— Begin Input records —

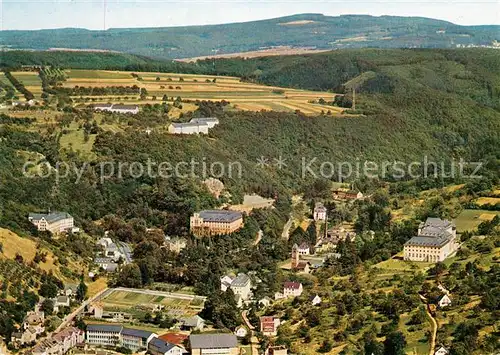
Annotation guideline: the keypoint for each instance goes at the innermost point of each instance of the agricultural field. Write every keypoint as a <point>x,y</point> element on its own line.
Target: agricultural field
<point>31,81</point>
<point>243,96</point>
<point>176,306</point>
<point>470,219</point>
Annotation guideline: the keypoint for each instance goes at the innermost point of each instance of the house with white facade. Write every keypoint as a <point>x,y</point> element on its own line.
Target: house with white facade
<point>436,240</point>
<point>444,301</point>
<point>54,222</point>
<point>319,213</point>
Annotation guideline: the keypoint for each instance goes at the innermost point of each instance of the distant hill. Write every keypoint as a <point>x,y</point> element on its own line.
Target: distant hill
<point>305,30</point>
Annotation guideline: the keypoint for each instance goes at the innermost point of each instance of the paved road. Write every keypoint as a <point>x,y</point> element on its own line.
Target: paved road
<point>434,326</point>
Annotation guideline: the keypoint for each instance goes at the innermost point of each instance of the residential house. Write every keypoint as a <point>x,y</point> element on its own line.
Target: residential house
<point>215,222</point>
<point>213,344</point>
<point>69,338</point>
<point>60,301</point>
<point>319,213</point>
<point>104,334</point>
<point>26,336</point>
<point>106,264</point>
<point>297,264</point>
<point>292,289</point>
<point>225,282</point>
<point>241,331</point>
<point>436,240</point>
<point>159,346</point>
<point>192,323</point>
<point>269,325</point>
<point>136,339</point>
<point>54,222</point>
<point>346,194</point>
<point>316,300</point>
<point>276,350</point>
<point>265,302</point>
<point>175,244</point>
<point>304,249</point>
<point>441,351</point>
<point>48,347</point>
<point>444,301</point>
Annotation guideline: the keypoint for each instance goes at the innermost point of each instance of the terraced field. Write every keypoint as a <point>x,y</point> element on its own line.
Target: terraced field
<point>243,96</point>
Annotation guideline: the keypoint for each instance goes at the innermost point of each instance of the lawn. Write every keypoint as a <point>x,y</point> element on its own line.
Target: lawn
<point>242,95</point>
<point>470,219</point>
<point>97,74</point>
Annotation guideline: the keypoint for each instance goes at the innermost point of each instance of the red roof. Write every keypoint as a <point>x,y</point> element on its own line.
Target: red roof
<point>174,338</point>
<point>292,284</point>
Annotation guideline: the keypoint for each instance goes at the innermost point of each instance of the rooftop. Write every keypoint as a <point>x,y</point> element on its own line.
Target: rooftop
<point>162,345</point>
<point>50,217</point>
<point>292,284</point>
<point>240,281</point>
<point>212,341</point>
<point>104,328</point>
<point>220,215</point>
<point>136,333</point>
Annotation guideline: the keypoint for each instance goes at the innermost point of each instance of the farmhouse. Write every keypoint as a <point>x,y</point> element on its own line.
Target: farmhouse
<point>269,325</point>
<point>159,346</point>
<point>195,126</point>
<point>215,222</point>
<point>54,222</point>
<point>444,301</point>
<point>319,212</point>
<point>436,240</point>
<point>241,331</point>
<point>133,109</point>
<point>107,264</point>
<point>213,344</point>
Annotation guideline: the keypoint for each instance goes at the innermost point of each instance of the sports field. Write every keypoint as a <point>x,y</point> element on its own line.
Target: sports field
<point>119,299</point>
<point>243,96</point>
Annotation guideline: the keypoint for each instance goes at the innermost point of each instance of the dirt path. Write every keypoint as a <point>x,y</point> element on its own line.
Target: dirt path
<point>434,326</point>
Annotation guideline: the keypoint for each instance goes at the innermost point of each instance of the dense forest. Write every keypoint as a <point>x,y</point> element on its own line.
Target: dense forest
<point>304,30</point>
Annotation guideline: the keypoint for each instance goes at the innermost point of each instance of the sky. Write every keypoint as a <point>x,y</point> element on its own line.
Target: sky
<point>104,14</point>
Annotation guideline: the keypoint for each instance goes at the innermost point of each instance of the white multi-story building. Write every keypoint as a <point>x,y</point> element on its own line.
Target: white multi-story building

— End Input records —

Format every line of the data above as a JSON list of strings, one string per line, with blank lines omitted. Leave the picture lines out.

▸ Answer to the exercise
[
  "Annotation guideline: the keypoint for each instance goes at the innermost point of each instance of the agricultural field. Write every keypoint as a <point>x,y</point> element on its own line.",
  "Target: agricultural field",
  "<point>31,81</point>",
  "<point>243,96</point>",
  "<point>176,306</point>",
  "<point>470,219</point>",
  "Annotation guideline: the keypoint for each instance goes at the innermost point of each instance of the house with white facade. Write every keypoint as a <point>x,y</point> element on its own line.",
  "Target: house with white facade",
  "<point>436,240</point>",
  "<point>444,301</point>",
  "<point>54,222</point>",
  "<point>319,213</point>",
  "Annotation guideline: the keypoint for each instance goes at the innermost point of each instance of the distant hill. Write every keypoint as a <point>x,y</point> element on its own line.",
  "Target: distant hill",
  "<point>305,30</point>",
  "Annotation guideline: the keypoint for each instance goes at the innermost point of each instance of the paved road. Write every keypoint as a <point>x,y</point> element on its own line.",
  "Target: paved road",
  "<point>434,326</point>",
  "Annotation guideline: the keypoint for each instance goes at the innermost point of each instance of the residential house. Write every keypoint as a <point>x,y</point> element on its own line.",
  "Target: residential house",
  "<point>215,222</point>",
  "<point>213,344</point>",
  "<point>69,338</point>",
  "<point>60,301</point>",
  "<point>319,213</point>",
  "<point>104,334</point>",
  "<point>26,336</point>",
  "<point>106,264</point>",
  "<point>297,264</point>",
  "<point>292,289</point>",
  "<point>225,282</point>",
  "<point>241,331</point>",
  "<point>436,240</point>",
  "<point>159,346</point>",
  "<point>192,323</point>",
  "<point>269,325</point>",
  "<point>136,339</point>",
  "<point>54,222</point>",
  "<point>346,194</point>",
  "<point>316,300</point>",
  "<point>276,350</point>",
  "<point>265,302</point>",
  "<point>175,244</point>",
  "<point>304,249</point>",
  "<point>441,351</point>",
  "<point>48,347</point>",
  "<point>444,301</point>",
  "Annotation guideline: the keypoint for each instance goes at the innermost point of each instance of the terraced field. Write every keypoint as a <point>x,y</point> element on its own line.",
  "Target: terraced field",
  "<point>243,96</point>",
  "Annotation guideline: the keypoint for each instance goes at the innermost point of each instance of the lawn. Write every keypoint as a <point>x,y</point> element on its own line.",
  "Target: lawn",
  "<point>242,95</point>",
  "<point>470,219</point>",
  "<point>97,74</point>",
  "Annotation guideline: the keypoint for each instance goes at the innermost point of each instance of the red roof. Write every keypoint as a <point>x,y</point> element on its own line.",
  "Target: red roof",
  "<point>174,338</point>",
  "<point>292,284</point>",
  "Annotation guideline: the keypoint for each instance goes at the innermost point of each instance of the rooftop. Write every keypoint as a <point>x,y</point> element on its own line.",
  "Target: rooftop",
  "<point>162,345</point>",
  "<point>50,217</point>",
  "<point>292,284</point>",
  "<point>240,281</point>",
  "<point>212,341</point>",
  "<point>104,328</point>",
  "<point>220,215</point>",
  "<point>136,333</point>",
  "Annotation guideline: the keypoint for each instance goes at the innermost point of each instance of the farmhouse. Write every keypoint as a <point>x,y</point> element on its own line.",
  "Target: farmhouse",
  "<point>269,325</point>",
  "<point>159,346</point>",
  "<point>195,126</point>",
  "<point>215,222</point>",
  "<point>54,222</point>",
  "<point>444,301</point>",
  "<point>319,212</point>",
  "<point>436,240</point>",
  "<point>241,331</point>",
  "<point>133,109</point>",
  "<point>107,264</point>",
  "<point>213,344</point>",
  "Annotation guideline: the keypoint for each instance goes at the innermost point of each instance of the sports field. Write every keypoint as a <point>x,y</point> element on its own line.",
  "Target: sports field",
  "<point>119,299</point>",
  "<point>243,96</point>",
  "Annotation guideline: the keypoint for each instance goes at the innermost point of each instance of the dirt path. Write every keypoint as a <point>x,y</point> element on its own line.",
  "Target: dirt path",
  "<point>434,326</point>",
  "Annotation guideline: the keypoint for each instance goes at the innermost point of each instance of the dense forest. Write every keypoint as a <point>x,y</point> element on its own line.",
  "Target: dense forest",
  "<point>304,30</point>",
  "Annotation guideline: the keypoint for each instance goes at the innermost point of each instance of the sky. Write every keypoint as a <point>x,y</point> element on its own line.",
  "Target: sky",
  "<point>104,14</point>",
  "Annotation guideline: the keypoint for each instance goes at the innermost point of each instance of the white multi-story building. Write every keypoint as a <point>x,y</point> element on its own line.",
  "Target: white multi-story building"
]